Data section:
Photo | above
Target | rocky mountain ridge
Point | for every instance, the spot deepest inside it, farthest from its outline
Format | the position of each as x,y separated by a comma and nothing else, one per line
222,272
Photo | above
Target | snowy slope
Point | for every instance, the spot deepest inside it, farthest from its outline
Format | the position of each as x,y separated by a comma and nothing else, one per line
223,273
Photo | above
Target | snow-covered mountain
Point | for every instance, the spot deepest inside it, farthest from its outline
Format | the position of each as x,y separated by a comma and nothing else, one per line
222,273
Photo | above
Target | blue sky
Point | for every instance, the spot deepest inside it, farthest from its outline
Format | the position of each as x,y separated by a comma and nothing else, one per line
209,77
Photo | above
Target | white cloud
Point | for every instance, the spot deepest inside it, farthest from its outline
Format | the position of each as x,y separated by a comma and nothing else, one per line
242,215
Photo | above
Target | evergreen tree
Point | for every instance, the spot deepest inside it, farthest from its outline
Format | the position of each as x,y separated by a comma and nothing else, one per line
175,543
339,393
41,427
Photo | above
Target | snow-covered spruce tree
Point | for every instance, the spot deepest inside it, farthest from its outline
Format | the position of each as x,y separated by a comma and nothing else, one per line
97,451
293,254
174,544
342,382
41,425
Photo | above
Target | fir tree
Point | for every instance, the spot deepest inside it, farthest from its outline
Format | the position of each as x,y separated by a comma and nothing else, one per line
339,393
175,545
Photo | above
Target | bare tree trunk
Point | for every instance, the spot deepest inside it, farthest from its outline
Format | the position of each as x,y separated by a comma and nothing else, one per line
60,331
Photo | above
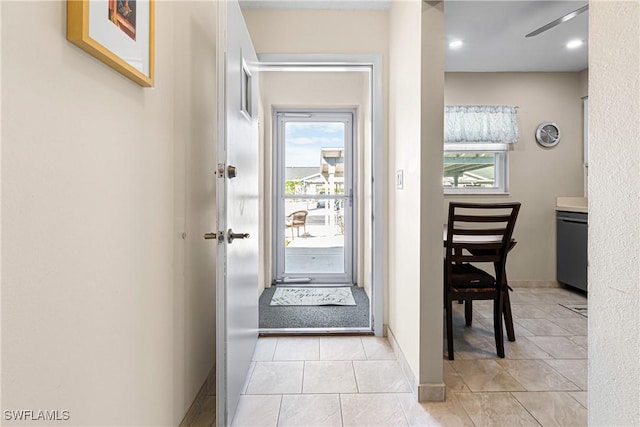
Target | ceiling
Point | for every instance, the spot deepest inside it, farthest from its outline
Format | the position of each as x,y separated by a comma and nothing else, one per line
492,32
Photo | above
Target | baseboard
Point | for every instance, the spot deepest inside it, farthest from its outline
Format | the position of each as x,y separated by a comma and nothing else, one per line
207,389
534,284
422,392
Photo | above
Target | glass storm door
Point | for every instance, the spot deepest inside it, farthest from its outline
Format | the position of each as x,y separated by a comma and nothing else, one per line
315,194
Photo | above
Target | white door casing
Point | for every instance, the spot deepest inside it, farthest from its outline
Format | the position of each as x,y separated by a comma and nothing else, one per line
343,271
237,201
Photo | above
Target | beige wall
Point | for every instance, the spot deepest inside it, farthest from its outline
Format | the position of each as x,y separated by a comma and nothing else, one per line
289,89
432,135
106,311
614,209
536,175
403,301
317,31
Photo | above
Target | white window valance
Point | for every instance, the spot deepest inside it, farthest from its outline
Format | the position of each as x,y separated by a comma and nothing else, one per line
480,123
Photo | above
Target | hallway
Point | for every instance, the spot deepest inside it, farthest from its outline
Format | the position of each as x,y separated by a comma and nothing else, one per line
346,381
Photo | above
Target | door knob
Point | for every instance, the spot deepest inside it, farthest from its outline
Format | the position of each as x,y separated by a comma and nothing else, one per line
231,236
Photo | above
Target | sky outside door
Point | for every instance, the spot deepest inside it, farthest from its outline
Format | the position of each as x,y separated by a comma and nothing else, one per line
315,193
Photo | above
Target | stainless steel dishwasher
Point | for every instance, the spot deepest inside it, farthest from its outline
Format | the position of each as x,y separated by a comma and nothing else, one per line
571,249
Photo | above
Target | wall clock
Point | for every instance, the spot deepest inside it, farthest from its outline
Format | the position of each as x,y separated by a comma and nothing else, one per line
548,134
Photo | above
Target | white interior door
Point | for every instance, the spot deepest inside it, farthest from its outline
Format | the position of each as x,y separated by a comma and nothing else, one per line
237,196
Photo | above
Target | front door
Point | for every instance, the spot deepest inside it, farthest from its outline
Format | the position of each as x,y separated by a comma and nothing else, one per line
315,194
237,198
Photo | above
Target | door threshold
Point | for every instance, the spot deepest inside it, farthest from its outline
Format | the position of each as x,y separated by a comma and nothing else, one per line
314,331
313,285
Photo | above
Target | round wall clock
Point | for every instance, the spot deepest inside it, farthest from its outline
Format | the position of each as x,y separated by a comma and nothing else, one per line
548,134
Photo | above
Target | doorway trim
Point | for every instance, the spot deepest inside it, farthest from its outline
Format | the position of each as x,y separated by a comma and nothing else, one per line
348,116
373,62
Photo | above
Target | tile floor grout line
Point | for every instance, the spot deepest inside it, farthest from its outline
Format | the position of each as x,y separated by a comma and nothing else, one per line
526,409
279,410
355,377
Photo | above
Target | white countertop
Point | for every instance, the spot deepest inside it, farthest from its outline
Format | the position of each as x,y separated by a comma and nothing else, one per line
572,204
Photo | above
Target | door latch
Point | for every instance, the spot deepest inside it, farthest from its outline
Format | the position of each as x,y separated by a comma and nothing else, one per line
219,236
231,236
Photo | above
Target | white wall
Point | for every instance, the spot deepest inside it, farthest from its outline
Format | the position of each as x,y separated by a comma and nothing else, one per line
106,311
296,89
614,209
318,31
537,175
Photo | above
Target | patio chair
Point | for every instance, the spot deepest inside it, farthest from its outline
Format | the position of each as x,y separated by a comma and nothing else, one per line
296,220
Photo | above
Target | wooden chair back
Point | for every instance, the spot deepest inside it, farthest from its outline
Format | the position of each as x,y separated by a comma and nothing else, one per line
479,233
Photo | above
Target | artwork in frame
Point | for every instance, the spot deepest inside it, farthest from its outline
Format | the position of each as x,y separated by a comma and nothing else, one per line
120,33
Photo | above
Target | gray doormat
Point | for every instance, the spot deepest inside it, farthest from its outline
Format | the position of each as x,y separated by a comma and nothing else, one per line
318,316
312,296
577,308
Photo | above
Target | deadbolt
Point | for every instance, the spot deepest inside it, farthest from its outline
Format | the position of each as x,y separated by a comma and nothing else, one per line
231,236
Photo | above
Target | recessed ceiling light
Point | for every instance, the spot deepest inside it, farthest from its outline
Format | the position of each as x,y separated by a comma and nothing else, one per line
573,44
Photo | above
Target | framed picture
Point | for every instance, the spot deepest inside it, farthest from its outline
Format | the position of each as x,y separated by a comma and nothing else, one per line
120,33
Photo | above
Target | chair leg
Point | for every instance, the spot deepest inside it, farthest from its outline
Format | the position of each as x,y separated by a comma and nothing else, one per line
497,324
450,327
508,319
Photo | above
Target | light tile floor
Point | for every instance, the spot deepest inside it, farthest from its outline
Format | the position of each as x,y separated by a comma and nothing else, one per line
356,381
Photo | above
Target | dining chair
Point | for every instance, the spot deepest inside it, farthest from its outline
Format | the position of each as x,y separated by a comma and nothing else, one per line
478,233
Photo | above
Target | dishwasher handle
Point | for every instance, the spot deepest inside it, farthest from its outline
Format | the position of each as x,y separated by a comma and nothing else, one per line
574,220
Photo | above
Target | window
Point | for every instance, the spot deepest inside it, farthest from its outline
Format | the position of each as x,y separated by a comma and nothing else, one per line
476,149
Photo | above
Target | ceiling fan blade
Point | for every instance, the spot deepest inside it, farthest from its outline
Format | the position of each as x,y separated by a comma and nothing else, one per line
559,21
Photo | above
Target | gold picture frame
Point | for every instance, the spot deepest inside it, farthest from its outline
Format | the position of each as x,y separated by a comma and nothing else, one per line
120,33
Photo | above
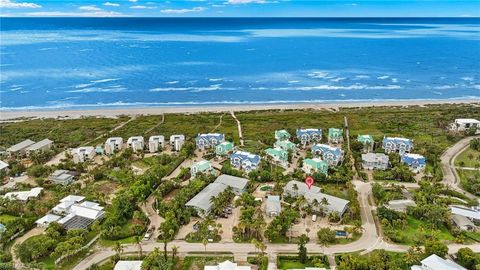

Your instructions: Report each line of the listing above that contains the word "covered", copying every such line in full.

Solution for this task:
Target | snow-covered mountain
Target | snow-covered spruce tree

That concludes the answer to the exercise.